• _Pekerjaan yang Diminta_
Tolong tuliskan kembali tanpa perubahan bagian teks tentang kekekalan Allah di bawah ini, mulai dari "Kehidupan yang azali, kekal, dan" sampai dengan "يَوْمَ الْقِيَامَةِ ....".

• _Teks yang Disediakan_
============================================================

Kehidupan yang azali, kekal, dan abadi hanya dimiliki oleh Allah. Segala sesuatu selain Dia, siapa pun dia, pasti akan mati dan binasa. Kenyataan ini telah ditegaskan oleh Allah dalam beberapa ayat al-Qur’an. Di antaranya adalah sebagai berikut:
كُلُّ نَفْسٍ ذَائِقَةُ الْمَوْتِ وَإِنَّمَا تُوَفَّوْنَ أُجُورَكُمْ يَوْمَ الْقِيَامَةِ ....
Artinya   :  “Tiap-tiap yang berjiwa akan m­erasakan mati. Dan sesungguhnya pada hari kiamat sajalah disempurnakan pahalamu…”[49]
Kalau saja ada salah seorang di antara makhluk yang kekal dan abadi, sudah pasti yang paling pantas mendapatkannya adalah pemimpin semua makhluk yang awal dan yang akhir, yaitu Muhammad Saw. Akan tetapi, kenyataannya, beliau juga mengalami kematian dan tidak kekal.[50]
Meskipun derivasi kata hayy (حيّ) ini juga digunakan untuk selain Allah, tetapi hal tersebut hanya berhenti pada pengertian kehidupan yang tidak kekal. Misalnya ketika al-Qur’an menjelaskan tentang kehidupan dunia yang tidak kekal sebagai berikut:
وَقَالُوا مَا هِيَ إِلاَّ حَيَاتُنَا الدُّنْيَا نَمُوتُ وَنَحْيَا وَمَا يُهْلِكُنَا إِلاَّ الدَّهْرُ وَمَا لَهُمْ بِذَلِكَ مِنْ عِلْمٍ إِنْ هُمْ إِلاَّ يَظُنُّونَ
Artinya   :  “Dan mereka berkata: “Kehidupan ini tidak lain hanyalah kehidupan di dunia saja, kita mati dan kita hidup dan tidak ada yang akan membinasakan kita selain masa”, dan mereka sekali-kali tidak mempunyai pengetahuan tentang itu, mereka tidak lain hanyalah menduga-duga saja.”[51]
Dengan demikian, kekekalan Allah adalah kebenaran mutlak yang tidak diragukan lagi. Meski terdapat beberapa ayat yang berbicara mengenai kehidupan akhirat yang kekal, namun kekalnya akhirat tersebut tidak sebanding dengan kekekalan Allah. Sebab Allah tidak memiliki sekutu, baik dalam sifat-sifat uluhiyah maupun rububiyah-Nya.

============================================================

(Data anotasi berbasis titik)
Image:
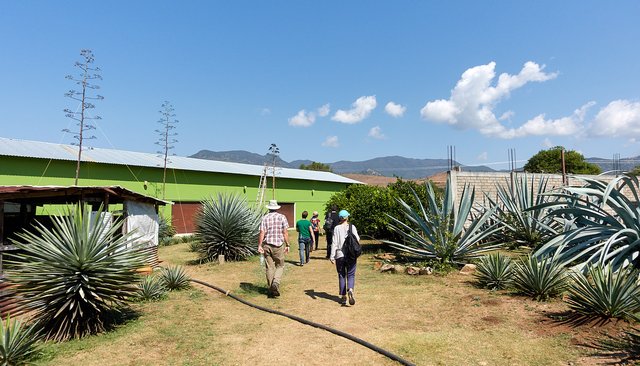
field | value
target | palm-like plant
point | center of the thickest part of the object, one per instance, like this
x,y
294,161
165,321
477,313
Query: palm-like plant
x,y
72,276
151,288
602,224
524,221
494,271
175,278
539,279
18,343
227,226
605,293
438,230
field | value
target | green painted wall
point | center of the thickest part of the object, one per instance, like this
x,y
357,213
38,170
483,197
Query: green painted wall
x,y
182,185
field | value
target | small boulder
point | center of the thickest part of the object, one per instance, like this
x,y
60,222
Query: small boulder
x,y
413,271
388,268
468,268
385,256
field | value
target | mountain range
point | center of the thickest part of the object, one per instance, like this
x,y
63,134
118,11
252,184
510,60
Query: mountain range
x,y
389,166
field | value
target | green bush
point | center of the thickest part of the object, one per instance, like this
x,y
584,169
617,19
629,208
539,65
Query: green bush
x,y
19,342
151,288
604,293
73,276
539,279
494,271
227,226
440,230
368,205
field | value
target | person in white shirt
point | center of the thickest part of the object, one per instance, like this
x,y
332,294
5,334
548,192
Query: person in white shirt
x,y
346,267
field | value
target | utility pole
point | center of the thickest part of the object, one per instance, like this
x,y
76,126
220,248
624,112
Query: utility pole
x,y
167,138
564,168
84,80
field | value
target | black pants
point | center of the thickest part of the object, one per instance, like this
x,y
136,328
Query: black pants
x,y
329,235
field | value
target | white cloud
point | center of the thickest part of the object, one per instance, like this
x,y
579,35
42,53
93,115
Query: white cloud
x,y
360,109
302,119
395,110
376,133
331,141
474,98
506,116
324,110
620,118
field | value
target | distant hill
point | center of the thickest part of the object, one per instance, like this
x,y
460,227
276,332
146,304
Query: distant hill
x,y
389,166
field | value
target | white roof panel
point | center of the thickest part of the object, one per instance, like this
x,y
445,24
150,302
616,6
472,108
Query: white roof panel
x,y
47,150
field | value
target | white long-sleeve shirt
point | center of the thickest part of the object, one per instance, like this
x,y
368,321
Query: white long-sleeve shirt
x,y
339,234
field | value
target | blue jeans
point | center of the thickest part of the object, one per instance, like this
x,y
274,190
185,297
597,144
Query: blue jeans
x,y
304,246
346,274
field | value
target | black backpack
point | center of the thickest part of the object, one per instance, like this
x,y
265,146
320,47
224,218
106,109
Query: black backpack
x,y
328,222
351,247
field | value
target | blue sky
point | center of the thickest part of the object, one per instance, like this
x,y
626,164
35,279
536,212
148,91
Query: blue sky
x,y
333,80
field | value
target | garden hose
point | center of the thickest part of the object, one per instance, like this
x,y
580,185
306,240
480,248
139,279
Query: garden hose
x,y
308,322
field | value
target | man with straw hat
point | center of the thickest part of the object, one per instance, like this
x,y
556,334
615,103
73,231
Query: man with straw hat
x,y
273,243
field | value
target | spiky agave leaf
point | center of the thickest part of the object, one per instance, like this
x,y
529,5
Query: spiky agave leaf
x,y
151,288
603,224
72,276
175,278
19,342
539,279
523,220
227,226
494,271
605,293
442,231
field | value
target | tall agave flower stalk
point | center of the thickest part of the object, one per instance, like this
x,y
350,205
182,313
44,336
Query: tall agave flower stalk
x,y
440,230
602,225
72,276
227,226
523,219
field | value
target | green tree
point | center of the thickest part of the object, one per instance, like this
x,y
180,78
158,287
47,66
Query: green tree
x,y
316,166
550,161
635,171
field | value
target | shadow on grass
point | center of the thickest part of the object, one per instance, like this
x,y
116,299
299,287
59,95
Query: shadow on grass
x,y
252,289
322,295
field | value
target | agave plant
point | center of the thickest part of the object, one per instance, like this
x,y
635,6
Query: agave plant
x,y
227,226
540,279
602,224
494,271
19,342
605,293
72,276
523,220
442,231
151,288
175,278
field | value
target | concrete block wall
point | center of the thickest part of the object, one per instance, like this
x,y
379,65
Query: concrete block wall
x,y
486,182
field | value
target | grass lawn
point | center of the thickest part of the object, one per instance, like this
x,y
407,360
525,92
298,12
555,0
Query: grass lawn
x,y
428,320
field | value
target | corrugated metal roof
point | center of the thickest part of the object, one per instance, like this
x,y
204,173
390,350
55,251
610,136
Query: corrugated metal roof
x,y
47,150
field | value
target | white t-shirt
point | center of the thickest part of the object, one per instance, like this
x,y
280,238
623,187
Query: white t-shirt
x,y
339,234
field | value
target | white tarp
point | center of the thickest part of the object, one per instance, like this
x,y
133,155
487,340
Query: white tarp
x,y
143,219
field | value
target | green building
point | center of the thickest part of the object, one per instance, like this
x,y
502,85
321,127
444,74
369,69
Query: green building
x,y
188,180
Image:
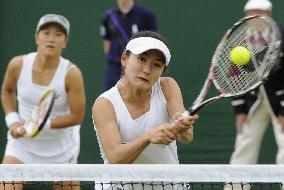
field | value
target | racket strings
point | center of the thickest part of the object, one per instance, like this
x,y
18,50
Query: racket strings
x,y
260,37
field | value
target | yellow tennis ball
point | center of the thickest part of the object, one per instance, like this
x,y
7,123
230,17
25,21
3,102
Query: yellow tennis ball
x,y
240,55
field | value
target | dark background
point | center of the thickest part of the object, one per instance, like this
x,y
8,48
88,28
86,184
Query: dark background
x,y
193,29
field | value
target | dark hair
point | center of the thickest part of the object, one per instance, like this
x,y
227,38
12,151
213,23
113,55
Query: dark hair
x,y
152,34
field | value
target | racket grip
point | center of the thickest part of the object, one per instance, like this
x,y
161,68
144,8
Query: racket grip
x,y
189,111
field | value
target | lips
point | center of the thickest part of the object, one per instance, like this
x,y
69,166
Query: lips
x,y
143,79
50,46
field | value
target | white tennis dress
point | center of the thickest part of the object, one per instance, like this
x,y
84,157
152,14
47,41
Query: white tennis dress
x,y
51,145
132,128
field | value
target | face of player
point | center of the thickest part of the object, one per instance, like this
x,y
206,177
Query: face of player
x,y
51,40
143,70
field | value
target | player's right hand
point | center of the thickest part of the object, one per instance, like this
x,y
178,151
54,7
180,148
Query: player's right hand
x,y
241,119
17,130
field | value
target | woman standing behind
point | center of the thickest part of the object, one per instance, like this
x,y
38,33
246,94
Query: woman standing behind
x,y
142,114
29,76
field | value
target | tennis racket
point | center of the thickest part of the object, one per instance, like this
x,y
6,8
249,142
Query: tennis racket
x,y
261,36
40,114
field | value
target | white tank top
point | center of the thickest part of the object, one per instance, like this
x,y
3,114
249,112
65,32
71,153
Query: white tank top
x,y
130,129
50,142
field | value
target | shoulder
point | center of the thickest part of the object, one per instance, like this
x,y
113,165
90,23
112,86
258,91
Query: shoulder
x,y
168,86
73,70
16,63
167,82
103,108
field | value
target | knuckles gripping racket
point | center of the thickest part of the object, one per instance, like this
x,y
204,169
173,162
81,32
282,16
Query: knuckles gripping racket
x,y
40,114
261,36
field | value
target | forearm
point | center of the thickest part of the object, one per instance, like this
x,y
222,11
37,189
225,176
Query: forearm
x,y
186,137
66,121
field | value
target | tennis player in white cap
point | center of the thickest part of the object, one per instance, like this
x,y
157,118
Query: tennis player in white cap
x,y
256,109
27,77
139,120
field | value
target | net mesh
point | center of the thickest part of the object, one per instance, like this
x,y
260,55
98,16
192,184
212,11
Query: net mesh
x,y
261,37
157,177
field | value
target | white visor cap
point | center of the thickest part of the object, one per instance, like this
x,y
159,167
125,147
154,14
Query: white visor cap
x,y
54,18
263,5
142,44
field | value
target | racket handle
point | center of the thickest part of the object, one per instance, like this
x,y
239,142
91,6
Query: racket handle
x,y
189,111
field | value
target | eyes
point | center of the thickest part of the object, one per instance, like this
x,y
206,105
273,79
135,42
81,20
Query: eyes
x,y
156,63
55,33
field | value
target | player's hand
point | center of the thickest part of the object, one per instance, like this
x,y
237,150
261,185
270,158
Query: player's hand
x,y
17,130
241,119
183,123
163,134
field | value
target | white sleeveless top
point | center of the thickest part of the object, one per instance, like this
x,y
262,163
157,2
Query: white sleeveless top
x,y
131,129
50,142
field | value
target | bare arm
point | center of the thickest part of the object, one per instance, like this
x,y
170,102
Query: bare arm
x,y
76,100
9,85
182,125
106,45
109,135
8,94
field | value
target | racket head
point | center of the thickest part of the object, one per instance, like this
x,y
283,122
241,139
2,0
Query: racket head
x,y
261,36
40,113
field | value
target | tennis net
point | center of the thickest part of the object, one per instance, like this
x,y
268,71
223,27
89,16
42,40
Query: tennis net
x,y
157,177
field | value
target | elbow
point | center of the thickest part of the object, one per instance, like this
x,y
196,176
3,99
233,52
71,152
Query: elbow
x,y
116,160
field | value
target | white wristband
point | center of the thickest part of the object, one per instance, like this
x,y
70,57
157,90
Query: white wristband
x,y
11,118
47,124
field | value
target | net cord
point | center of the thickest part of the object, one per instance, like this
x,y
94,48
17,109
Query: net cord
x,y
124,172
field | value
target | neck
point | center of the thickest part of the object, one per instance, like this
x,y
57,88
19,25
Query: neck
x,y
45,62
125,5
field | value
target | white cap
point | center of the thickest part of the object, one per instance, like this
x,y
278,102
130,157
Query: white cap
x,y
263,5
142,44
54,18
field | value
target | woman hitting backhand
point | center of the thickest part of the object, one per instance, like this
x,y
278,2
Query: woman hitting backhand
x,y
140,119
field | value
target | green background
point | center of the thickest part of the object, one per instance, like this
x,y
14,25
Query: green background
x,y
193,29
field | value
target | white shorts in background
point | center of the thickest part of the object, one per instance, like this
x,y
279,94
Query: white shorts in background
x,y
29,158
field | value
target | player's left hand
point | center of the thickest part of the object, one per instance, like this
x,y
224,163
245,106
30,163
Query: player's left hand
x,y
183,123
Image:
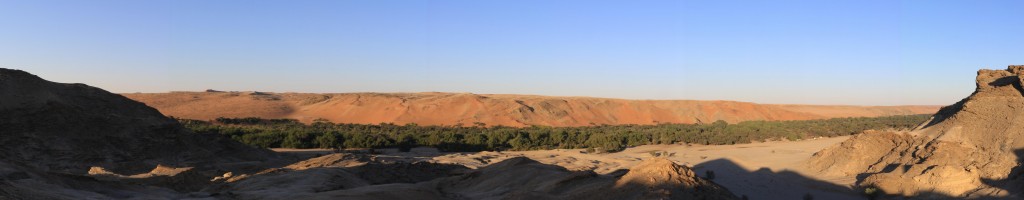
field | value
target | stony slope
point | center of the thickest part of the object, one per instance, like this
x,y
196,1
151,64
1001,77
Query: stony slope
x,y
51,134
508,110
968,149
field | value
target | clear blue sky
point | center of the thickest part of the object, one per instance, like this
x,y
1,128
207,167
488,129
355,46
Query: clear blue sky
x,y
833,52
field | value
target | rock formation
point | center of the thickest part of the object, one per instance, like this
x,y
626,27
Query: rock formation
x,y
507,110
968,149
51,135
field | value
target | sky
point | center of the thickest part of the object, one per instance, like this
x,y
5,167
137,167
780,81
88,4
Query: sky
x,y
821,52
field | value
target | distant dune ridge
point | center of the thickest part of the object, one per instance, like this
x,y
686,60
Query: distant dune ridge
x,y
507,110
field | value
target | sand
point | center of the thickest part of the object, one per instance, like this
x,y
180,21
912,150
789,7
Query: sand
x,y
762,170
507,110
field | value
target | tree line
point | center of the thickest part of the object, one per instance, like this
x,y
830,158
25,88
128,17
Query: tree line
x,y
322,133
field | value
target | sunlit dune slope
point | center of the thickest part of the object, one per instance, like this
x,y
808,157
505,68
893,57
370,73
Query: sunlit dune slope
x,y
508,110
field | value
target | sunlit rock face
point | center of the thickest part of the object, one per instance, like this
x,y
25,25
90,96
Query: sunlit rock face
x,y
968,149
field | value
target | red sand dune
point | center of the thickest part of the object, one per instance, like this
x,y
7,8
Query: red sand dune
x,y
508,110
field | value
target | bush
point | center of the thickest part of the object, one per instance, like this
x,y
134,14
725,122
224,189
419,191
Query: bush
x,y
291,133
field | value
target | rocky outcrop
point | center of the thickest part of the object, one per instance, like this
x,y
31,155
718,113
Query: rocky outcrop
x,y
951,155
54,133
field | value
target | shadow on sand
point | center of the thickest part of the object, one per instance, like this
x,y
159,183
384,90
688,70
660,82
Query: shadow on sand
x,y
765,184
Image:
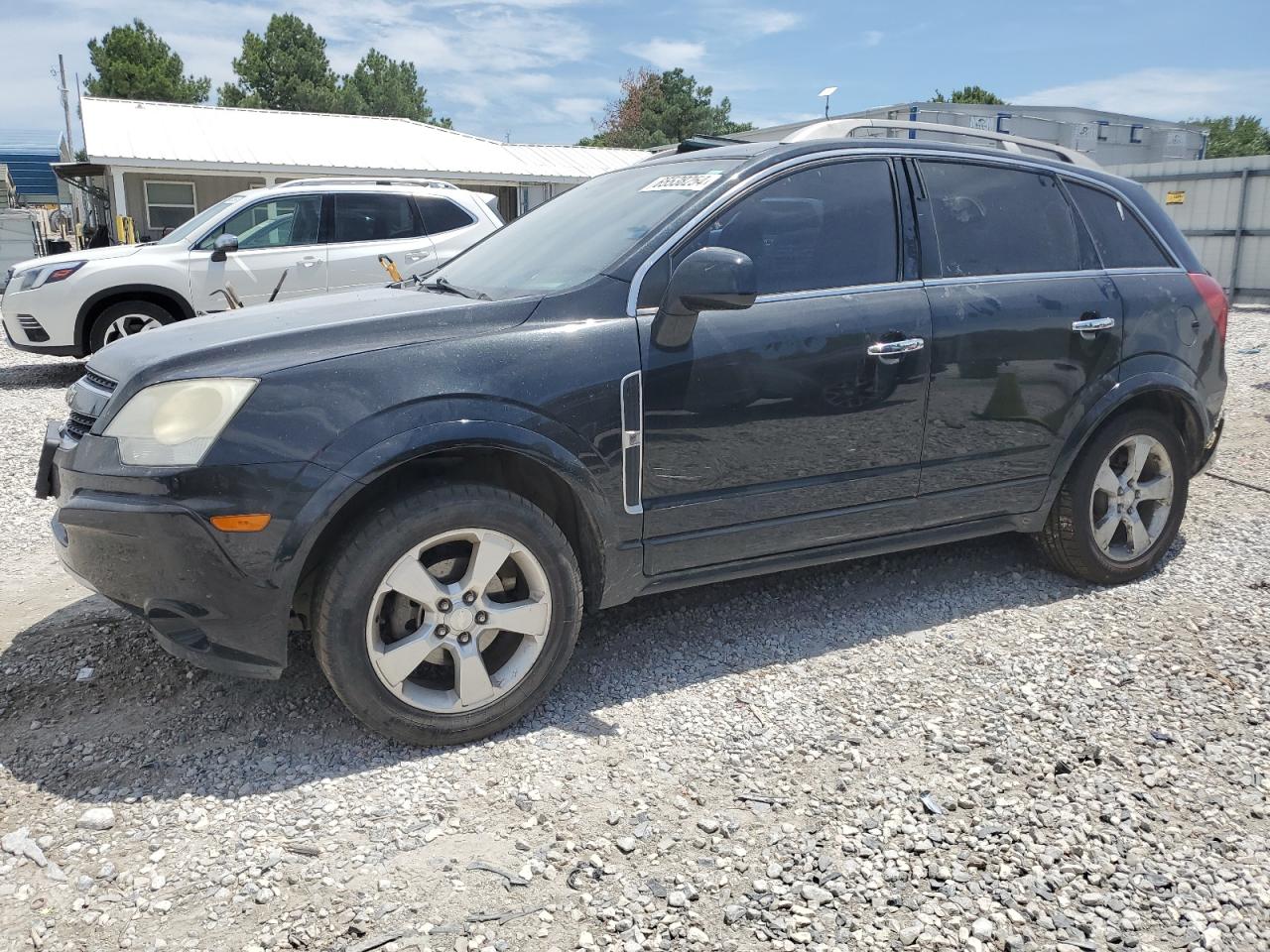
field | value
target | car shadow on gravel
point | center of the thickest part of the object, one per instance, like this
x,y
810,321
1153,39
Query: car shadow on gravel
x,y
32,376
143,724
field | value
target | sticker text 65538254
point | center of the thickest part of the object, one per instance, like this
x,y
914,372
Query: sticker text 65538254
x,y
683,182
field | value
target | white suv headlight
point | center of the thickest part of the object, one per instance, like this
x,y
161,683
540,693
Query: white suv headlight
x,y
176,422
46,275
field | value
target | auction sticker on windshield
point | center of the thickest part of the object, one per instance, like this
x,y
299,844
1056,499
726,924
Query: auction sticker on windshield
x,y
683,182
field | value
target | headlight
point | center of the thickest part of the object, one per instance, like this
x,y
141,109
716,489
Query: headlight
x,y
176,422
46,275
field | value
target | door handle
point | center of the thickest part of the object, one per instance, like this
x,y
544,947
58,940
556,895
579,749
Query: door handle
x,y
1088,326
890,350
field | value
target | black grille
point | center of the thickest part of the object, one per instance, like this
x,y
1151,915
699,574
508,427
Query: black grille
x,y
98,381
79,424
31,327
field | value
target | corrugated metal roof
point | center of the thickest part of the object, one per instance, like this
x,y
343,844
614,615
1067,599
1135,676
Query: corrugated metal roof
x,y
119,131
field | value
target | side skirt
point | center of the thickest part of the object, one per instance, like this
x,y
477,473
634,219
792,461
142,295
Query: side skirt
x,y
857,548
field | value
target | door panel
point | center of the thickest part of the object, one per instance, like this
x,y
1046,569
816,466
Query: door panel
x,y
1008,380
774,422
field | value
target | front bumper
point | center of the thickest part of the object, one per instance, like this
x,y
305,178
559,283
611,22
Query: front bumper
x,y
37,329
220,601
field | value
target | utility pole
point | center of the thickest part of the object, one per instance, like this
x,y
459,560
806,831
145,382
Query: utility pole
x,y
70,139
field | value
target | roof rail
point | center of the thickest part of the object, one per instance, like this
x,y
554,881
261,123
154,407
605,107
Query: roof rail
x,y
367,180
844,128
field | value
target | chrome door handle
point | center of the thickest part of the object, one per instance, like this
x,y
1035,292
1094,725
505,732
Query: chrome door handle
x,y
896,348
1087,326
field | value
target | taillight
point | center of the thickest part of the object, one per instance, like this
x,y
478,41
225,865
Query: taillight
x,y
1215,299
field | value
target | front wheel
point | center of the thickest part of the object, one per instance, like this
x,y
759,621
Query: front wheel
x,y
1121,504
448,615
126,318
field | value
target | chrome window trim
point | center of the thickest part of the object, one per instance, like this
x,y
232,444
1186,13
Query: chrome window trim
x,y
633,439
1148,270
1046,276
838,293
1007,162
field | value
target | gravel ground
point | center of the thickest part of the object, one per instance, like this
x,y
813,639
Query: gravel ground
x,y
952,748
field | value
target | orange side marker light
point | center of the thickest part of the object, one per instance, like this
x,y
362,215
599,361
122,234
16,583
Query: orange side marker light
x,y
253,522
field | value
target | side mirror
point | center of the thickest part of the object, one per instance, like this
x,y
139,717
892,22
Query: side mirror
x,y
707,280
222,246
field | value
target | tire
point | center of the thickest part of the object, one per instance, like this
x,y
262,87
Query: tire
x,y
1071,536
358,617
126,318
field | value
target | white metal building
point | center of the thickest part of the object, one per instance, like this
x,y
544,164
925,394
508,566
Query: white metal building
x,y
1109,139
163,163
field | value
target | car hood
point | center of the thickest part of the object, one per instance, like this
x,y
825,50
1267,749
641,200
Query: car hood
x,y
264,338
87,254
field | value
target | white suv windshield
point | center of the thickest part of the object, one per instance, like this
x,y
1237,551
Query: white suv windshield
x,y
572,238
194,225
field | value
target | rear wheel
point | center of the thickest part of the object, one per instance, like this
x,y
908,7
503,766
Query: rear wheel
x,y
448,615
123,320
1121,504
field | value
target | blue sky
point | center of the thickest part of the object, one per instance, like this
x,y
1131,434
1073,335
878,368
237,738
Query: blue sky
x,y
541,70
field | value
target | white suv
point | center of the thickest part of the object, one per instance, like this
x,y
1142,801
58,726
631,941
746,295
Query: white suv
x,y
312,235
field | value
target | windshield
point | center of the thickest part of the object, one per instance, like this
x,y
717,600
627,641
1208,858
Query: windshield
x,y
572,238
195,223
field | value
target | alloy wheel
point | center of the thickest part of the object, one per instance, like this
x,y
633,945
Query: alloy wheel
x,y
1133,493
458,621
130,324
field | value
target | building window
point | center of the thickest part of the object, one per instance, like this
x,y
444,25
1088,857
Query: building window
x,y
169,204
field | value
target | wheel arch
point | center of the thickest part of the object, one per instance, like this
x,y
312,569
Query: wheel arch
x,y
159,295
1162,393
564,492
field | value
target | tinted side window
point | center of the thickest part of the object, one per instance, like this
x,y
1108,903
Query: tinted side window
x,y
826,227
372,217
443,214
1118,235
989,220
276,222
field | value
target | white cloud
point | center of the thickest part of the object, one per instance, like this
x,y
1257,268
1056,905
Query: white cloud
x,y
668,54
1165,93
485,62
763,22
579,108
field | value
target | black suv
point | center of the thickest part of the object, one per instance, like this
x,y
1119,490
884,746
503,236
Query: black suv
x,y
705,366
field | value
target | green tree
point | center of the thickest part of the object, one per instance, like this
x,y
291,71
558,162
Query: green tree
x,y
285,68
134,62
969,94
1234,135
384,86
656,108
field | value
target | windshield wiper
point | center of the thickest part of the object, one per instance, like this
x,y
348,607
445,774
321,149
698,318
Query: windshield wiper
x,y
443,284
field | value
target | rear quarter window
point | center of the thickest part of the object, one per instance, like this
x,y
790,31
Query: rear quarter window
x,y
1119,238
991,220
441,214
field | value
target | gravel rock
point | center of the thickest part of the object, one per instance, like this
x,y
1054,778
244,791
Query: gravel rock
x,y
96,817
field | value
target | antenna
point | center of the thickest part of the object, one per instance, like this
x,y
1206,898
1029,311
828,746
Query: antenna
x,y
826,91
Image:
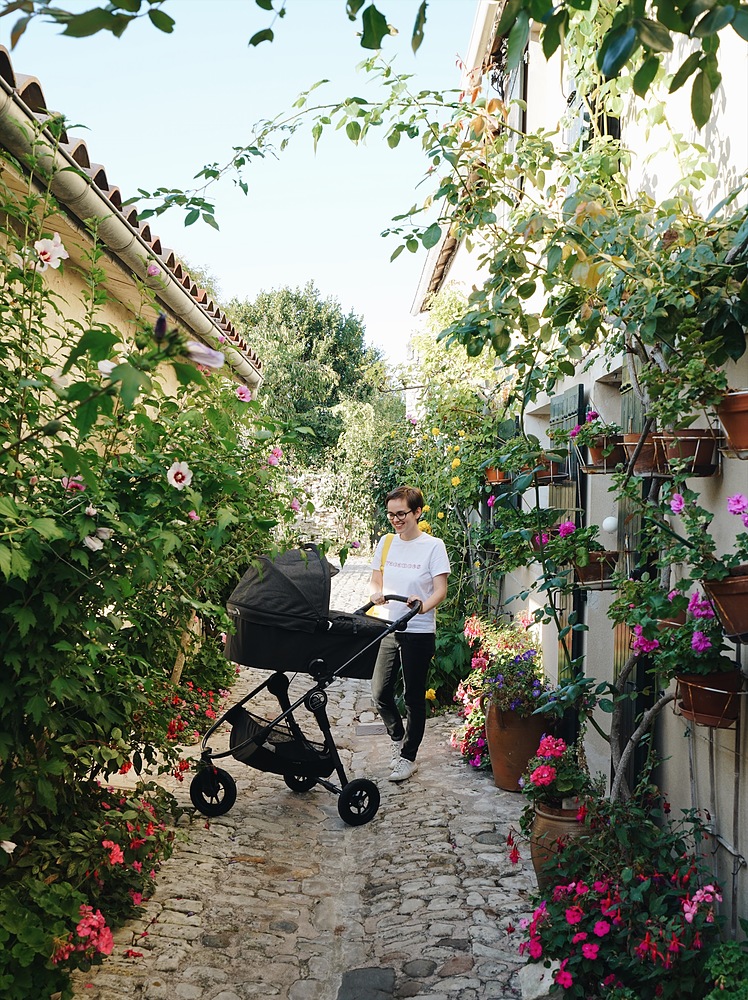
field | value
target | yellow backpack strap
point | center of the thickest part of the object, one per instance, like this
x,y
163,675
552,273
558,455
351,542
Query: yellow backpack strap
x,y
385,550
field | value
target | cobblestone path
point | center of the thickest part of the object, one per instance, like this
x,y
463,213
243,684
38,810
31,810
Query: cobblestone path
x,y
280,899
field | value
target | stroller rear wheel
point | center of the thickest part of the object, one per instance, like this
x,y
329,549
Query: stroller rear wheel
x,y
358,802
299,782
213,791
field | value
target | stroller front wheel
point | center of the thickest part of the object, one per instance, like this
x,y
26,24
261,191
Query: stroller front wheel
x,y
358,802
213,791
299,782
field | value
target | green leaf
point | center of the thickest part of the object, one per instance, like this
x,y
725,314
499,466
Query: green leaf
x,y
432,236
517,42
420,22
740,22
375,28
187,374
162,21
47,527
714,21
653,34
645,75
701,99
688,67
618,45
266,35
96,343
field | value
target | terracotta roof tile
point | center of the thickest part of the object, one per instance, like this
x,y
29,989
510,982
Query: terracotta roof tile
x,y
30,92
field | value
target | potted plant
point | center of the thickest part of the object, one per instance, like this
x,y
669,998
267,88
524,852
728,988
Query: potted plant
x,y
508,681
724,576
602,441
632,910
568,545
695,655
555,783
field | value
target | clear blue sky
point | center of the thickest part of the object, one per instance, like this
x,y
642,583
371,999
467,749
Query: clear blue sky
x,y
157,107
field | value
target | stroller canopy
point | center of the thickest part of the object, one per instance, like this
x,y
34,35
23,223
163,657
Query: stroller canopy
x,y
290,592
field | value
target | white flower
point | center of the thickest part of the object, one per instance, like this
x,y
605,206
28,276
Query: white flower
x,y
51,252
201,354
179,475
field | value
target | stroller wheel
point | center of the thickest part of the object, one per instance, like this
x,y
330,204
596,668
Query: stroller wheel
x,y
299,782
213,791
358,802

============================================================

• _Hasilnya_
Kehidupan yang azali, kekal, dan abadi hanya dimiliki oleh Allah. Segala sesuatu selain Dia, siapa pun dia, pasti akan mati dan binasa. Kenyataan ini telah ditegaskan oleh Allah dalam beberapa ayat al-Qur’an. Di antaranya adalah sebagai berikut:
كُلُّ نَفْسٍ ذَائِقَةُ الْمَوْتِ وَإِنَّمَا تُوَفَّوْنَ أُجُورَكُمْ يَوْمَ الْقِيَامَةِ ....